(Exercise inputs Opens)

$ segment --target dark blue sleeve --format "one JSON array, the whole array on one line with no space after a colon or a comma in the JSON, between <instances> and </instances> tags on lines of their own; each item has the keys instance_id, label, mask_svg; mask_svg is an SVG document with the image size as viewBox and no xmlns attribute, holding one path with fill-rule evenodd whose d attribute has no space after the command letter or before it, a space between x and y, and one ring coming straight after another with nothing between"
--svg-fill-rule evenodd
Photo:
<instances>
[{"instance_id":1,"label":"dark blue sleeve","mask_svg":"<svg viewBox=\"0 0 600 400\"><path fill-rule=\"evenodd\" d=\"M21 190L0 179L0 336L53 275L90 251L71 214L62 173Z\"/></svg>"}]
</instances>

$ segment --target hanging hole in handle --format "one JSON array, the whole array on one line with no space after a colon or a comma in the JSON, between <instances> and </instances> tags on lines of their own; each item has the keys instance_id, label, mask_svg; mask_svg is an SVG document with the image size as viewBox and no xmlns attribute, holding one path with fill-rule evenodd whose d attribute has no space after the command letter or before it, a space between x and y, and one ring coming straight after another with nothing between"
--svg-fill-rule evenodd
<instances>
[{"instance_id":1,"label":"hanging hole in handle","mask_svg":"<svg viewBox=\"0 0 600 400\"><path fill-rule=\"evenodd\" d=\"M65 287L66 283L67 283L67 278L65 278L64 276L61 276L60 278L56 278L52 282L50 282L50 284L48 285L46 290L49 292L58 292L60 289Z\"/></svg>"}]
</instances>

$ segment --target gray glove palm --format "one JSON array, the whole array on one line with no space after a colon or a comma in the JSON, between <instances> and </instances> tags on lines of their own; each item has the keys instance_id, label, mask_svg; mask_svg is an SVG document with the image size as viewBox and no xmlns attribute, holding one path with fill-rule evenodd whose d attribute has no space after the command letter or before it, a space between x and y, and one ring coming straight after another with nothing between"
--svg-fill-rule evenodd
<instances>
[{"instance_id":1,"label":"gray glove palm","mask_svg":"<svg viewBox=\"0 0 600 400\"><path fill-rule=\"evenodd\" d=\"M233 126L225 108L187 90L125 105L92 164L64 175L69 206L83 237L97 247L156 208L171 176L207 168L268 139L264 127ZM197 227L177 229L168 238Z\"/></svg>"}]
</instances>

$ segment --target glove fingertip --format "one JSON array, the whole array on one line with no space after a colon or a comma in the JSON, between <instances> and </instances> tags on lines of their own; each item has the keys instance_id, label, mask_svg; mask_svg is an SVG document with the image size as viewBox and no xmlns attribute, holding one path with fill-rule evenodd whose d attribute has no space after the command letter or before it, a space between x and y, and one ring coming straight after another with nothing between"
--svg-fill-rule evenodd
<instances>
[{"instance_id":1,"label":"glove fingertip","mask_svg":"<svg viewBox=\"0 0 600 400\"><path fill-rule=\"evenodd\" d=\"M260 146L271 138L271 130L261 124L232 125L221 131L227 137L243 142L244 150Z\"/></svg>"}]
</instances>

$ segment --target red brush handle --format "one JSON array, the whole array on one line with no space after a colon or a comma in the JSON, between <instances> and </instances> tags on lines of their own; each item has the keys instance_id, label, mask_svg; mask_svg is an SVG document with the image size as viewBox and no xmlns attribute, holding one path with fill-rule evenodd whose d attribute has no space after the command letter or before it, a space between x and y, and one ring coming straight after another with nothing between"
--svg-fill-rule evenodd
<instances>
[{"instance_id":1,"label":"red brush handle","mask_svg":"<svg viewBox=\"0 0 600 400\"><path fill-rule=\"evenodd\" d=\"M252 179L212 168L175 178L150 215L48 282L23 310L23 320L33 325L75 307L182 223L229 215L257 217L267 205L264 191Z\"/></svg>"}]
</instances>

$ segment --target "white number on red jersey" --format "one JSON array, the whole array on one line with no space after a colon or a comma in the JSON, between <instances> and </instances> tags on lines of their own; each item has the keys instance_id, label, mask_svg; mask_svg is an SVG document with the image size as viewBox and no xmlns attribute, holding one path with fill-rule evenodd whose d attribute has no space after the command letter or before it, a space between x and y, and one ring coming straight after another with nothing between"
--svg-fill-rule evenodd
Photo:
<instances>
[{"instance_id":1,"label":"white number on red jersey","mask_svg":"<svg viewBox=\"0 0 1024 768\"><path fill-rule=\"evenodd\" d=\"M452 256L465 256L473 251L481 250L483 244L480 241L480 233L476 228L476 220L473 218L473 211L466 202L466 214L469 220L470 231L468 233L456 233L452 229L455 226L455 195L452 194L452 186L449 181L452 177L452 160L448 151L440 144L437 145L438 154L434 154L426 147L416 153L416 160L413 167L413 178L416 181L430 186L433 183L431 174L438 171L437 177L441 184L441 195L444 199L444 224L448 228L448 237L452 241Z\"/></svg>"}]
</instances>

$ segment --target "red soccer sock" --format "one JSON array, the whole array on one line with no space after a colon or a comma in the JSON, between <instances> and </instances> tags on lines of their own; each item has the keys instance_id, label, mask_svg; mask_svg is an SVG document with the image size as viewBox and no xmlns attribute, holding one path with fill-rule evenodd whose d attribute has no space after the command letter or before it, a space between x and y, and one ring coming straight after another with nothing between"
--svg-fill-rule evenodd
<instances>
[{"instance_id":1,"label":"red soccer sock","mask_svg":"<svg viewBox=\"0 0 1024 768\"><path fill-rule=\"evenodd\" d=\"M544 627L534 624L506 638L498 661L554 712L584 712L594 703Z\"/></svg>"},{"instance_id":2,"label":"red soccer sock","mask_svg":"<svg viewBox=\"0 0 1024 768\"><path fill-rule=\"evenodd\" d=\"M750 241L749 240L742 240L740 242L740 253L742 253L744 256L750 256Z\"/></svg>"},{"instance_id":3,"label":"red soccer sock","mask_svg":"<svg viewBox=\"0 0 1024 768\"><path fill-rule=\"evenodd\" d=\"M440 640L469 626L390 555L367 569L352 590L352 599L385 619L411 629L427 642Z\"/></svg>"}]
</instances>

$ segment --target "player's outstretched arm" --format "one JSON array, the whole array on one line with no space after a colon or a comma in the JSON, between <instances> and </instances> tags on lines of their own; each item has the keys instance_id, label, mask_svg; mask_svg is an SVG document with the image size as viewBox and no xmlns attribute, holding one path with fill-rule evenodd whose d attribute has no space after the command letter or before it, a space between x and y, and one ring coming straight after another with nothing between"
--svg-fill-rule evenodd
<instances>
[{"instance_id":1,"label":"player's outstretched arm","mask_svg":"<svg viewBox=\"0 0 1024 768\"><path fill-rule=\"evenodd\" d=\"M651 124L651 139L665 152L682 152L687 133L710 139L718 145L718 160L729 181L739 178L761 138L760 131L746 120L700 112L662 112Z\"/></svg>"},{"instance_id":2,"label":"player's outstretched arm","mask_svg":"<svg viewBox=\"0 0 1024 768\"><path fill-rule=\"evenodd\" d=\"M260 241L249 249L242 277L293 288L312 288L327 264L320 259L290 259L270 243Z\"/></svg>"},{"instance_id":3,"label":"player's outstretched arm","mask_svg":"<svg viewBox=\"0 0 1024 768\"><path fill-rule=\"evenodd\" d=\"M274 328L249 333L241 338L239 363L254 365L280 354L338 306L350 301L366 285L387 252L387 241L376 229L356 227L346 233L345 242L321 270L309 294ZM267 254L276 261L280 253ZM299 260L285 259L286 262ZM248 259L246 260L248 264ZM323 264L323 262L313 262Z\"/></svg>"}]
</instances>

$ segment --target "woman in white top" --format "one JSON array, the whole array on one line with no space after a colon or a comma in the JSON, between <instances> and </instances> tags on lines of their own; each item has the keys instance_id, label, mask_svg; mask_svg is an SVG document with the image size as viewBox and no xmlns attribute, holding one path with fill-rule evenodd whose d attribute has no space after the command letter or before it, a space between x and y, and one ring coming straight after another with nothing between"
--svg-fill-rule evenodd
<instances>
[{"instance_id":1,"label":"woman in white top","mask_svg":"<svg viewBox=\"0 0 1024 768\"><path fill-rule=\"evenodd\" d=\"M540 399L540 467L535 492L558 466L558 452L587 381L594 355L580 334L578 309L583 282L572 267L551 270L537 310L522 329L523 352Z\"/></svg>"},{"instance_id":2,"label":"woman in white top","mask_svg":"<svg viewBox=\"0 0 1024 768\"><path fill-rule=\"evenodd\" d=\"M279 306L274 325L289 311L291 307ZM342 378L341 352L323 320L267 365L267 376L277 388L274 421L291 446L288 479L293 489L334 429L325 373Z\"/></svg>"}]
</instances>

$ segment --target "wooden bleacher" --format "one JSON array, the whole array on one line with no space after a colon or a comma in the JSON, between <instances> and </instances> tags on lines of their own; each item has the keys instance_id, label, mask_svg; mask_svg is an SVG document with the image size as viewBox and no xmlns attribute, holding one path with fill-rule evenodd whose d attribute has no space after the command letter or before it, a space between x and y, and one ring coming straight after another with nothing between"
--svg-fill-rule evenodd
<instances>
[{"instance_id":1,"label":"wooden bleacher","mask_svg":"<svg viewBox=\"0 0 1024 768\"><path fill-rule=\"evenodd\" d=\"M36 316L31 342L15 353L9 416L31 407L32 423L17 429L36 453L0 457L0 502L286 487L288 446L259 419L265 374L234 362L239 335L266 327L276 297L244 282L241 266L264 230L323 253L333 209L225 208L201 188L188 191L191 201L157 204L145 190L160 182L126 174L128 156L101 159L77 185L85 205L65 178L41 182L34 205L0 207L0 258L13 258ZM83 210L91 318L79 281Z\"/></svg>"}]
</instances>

(Exercise inputs Closes)

• _Work to be completed_
All that belongs in the answer is an exact copy of the lines from the start of the records above through the line with "segment --target gray".

• _Output for this task_
$ segment --target dark blue sleeve --format "one JSON array, the whole array on one line with no space after a colon or a comma in the JSON, between <instances> and </instances> tags on lines of their own; each item has the keys instance_id, label, mask_svg; mask_svg is an SVG document with the image size as viewBox and no xmlns attribute, holding one path with fill-rule evenodd whose d attribute has no space after the command letter or before it, a space between x and y, and one ring coming straight after another with nothing between"
--svg-fill-rule evenodd
Photo:
<instances>
[{"instance_id":1,"label":"dark blue sleeve","mask_svg":"<svg viewBox=\"0 0 600 400\"><path fill-rule=\"evenodd\" d=\"M21 190L0 179L0 336L53 275L90 251L71 214L62 173Z\"/></svg>"}]
</instances>

$ segment --target hanging hole in handle --format "one JSON array, the whole array on one line with no space after a colon or a comma in the JSON, between <instances> and </instances> tags on lines of their own; each item has the keys instance_id, label, mask_svg; mask_svg is an SVG document with the image size as viewBox and no xmlns attribute, holding one path with fill-rule evenodd whose d attribute has no space after the command letter or before it, a space between x and y, and one ring coming straight after another with nothing between"
--svg-fill-rule evenodd
<instances>
[{"instance_id":1,"label":"hanging hole in handle","mask_svg":"<svg viewBox=\"0 0 600 400\"><path fill-rule=\"evenodd\" d=\"M65 287L66 283L67 283L67 278L65 278L64 276L61 276L60 278L56 278L52 282L50 282L50 284L48 285L46 290L49 292L58 292L60 289Z\"/></svg>"}]
</instances>

$ segment --target gray glove palm --format "one JSON array, the whole array on one line with no space after a colon or a comma in the JSON, between <instances> and </instances> tags on lines of their own; each item has the keys instance_id, label, mask_svg; mask_svg is an SVG document with the image size as viewBox and no xmlns attribute, holding one path with fill-rule evenodd whose d attribute has no space after the command letter or before it, a space between x and y, and one ring coming straight after another with nothing between"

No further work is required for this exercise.